- _Exercise goal_:
Scan the entries below and return each line that contains "tall".

Point localization data
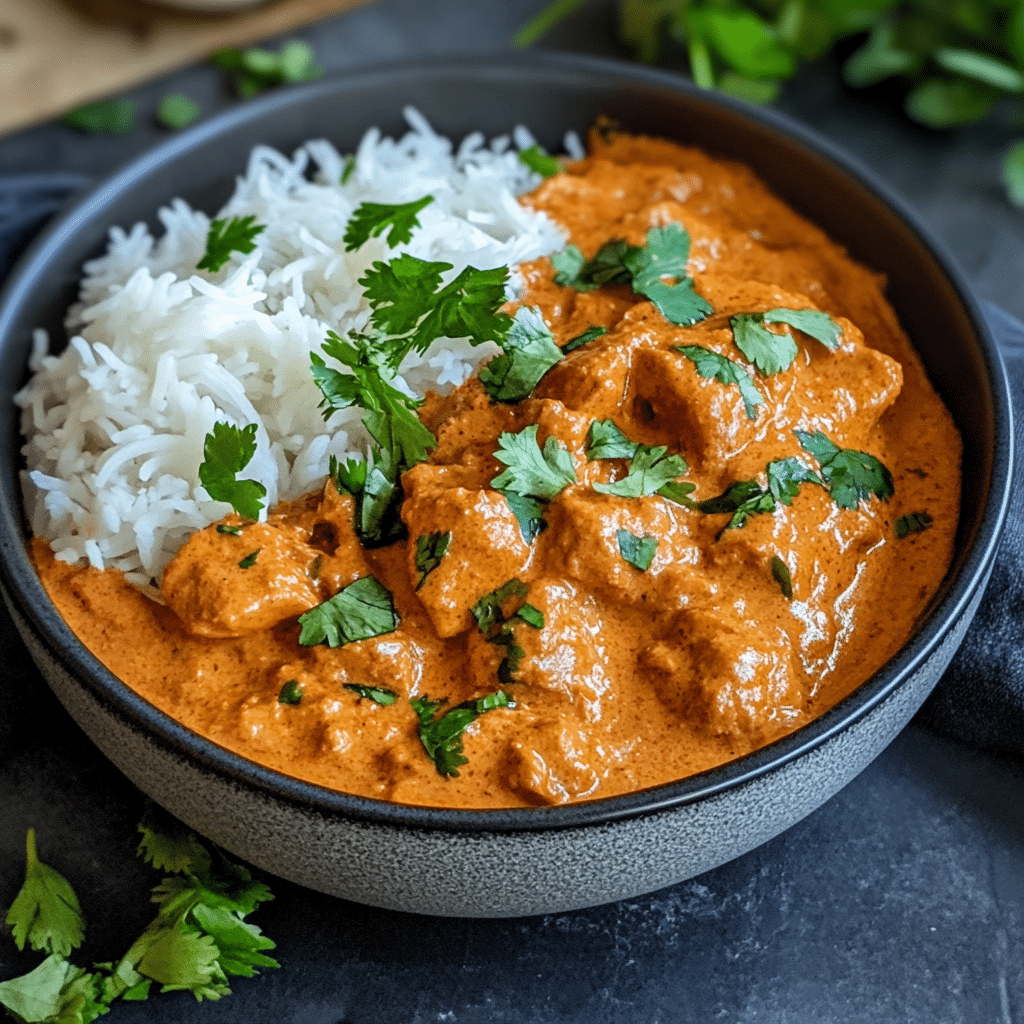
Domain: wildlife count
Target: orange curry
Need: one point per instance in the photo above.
(615, 675)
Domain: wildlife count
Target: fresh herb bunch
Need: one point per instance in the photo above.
(956, 60)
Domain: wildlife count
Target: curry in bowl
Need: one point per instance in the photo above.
(700, 491)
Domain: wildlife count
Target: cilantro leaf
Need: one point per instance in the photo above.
(358, 611)
(528, 512)
(591, 334)
(441, 737)
(912, 522)
(649, 470)
(55, 992)
(413, 308)
(250, 560)
(529, 352)
(785, 475)
(537, 159)
(430, 550)
(638, 551)
(850, 475)
(742, 499)
(373, 219)
(291, 692)
(225, 453)
(225, 237)
(376, 693)
(780, 573)
(605, 440)
(531, 471)
(116, 117)
(45, 913)
(710, 365)
(813, 323)
(616, 262)
(770, 352)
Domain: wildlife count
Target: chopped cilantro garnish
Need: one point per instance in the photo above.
(780, 573)
(638, 551)
(250, 560)
(616, 262)
(649, 470)
(225, 453)
(45, 913)
(591, 334)
(710, 365)
(529, 351)
(850, 475)
(225, 237)
(114, 116)
(373, 219)
(441, 737)
(743, 499)
(785, 475)
(532, 471)
(912, 522)
(376, 693)
(291, 692)
(360, 610)
(605, 440)
(430, 550)
(537, 159)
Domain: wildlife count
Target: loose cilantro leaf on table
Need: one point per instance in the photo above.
(912, 522)
(360, 610)
(441, 737)
(532, 471)
(113, 116)
(529, 351)
(225, 237)
(616, 262)
(591, 334)
(850, 475)
(376, 693)
(649, 470)
(373, 219)
(225, 453)
(538, 160)
(712, 366)
(291, 692)
(430, 550)
(638, 551)
(177, 111)
(780, 573)
(45, 913)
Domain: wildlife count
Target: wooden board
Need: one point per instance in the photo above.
(55, 54)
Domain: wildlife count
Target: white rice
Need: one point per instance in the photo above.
(159, 351)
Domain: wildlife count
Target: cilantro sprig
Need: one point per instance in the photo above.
(226, 237)
(851, 476)
(711, 366)
(441, 734)
(373, 219)
(225, 453)
(358, 611)
(645, 267)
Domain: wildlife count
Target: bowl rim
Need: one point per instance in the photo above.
(41, 620)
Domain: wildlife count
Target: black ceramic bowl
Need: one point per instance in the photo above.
(541, 859)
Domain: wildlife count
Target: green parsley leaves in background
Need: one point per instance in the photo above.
(954, 61)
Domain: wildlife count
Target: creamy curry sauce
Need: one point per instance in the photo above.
(637, 677)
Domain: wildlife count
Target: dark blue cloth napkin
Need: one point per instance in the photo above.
(981, 697)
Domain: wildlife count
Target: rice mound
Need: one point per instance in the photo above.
(159, 351)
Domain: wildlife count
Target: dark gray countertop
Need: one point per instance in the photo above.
(901, 899)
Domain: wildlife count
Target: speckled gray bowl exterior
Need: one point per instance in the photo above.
(524, 861)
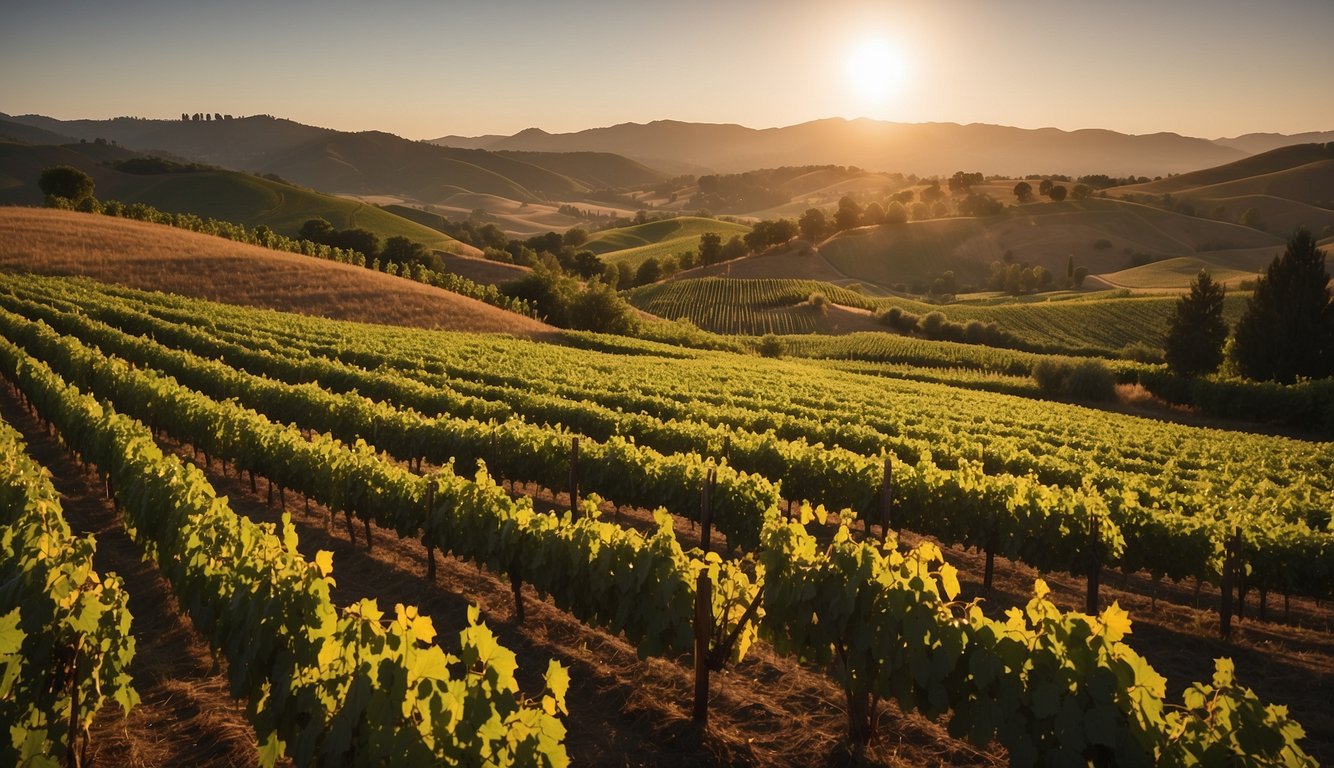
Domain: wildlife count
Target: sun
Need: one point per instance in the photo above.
(875, 71)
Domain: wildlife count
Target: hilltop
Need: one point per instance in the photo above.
(922, 148)
(158, 258)
(364, 163)
(658, 239)
(216, 194)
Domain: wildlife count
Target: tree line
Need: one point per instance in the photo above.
(1286, 332)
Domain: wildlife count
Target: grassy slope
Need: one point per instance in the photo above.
(154, 256)
(1067, 322)
(658, 239)
(227, 195)
(1046, 234)
(282, 207)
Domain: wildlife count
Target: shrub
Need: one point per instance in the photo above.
(933, 323)
(1141, 352)
(771, 346)
(1087, 380)
(1090, 380)
(1049, 375)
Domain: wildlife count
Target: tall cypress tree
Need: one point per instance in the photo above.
(1197, 335)
(1287, 328)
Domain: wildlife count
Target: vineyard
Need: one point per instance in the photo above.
(1101, 324)
(782, 498)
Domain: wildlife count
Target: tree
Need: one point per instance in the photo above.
(598, 308)
(849, 214)
(962, 183)
(588, 264)
(813, 224)
(575, 236)
(316, 231)
(648, 272)
(360, 240)
(403, 251)
(710, 248)
(1287, 327)
(1197, 334)
(734, 248)
(66, 182)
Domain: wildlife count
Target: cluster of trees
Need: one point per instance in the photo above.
(1019, 279)
(396, 250)
(938, 327)
(1049, 188)
(563, 300)
(152, 166)
(753, 190)
(1286, 332)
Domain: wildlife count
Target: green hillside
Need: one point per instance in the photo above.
(1062, 323)
(658, 239)
(226, 195)
(1099, 235)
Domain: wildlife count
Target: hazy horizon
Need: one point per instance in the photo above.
(1197, 68)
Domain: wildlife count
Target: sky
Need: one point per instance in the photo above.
(424, 70)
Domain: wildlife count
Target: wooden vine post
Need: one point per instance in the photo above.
(574, 476)
(886, 498)
(1225, 608)
(703, 607)
(1094, 567)
(428, 536)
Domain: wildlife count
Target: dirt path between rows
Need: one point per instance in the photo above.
(623, 710)
(187, 715)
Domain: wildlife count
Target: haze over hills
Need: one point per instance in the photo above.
(922, 148)
(1257, 143)
(364, 163)
(216, 194)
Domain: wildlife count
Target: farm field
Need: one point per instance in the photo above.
(658, 239)
(1101, 323)
(1007, 486)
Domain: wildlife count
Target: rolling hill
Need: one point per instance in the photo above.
(1302, 172)
(1059, 323)
(226, 195)
(1099, 235)
(927, 148)
(159, 258)
(658, 239)
(366, 163)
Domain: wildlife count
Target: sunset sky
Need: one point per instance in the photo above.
(423, 70)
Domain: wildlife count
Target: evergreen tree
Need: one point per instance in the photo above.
(66, 182)
(1287, 328)
(1197, 334)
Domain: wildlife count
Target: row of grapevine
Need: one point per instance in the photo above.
(1051, 687)
(1054, 688)
(1007, 515)
(615, 468)
(66, 640)
(592, 570)
(747, 307)
(266, 238)
(351, 687)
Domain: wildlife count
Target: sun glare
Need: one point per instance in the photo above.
(875, 71)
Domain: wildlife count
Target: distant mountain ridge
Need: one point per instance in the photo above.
(922, 148)
(364, 163)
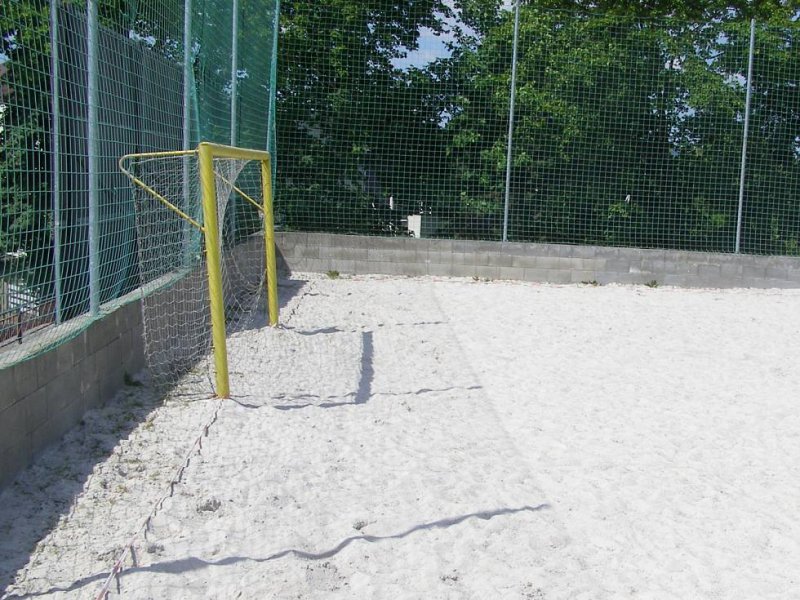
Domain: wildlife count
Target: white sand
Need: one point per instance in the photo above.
(420, 438)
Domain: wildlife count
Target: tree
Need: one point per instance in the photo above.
(347, 116)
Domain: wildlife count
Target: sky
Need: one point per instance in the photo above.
(432, 45)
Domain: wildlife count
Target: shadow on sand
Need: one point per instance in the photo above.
(44, 493)
(192, 563)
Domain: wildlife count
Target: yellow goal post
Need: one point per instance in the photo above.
(200, 177)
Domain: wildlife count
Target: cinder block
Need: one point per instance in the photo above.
(45, 368)
(753, 273)
(463, 258)
(343, 266)
(730, 269)
(525, 262)
(36, 409)
(777, 272)
(464, 247)
(440, 258)
(13, 459)
(618, 265)
(309, 252)
(26, 377)
(512, 273)
(496, 259)
(582, 276)
(65, 354)
(344, 253)
(558, 276)
(63, 390)
(101, 333)
(440, 270)
(462, 270)
(14, 428)
(394, 243)
(708, 271)
(552, 262)
(362, 267)
(535, 274)
(443, 246)
(488, 272)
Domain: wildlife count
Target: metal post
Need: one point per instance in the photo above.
(234, 70)
(511, 121)
(234, 106)
(269, 239)
(214, 265)
(744, 135)
(188, 231)
(273, 80)
(187, 82)
(56, 155)
(92, 151)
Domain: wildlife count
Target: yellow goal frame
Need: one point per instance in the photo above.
(206, 153)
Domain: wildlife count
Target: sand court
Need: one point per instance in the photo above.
(445, 438)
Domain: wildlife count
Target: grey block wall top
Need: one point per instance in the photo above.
(554, 263)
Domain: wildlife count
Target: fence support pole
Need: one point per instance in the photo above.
(187, 82)
(234, 70)
(511, 120)
(234, 104)
(56, 156)
(92, 151)
(273, 82)
(744, 135)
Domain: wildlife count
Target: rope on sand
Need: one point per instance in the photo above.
(128, 550)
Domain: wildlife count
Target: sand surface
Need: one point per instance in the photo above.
(430, 438)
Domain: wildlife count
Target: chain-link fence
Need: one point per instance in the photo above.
(83, 82)
(627, 131)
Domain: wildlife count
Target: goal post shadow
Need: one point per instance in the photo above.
(205, 154)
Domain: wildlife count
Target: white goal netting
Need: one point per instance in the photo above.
(172, 258)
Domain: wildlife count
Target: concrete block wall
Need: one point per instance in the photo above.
(43, 397)
(551, 263)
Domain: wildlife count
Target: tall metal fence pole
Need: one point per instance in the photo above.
(511, 121)
(234, 70)
(187, 82)
(92, 151)
(234, 102)
(744, 135)
(273, 81)
(56, 155)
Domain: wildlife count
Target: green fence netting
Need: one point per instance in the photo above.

- _Written solution_:
Target: tall cypress tree
Target: tall metal fence pole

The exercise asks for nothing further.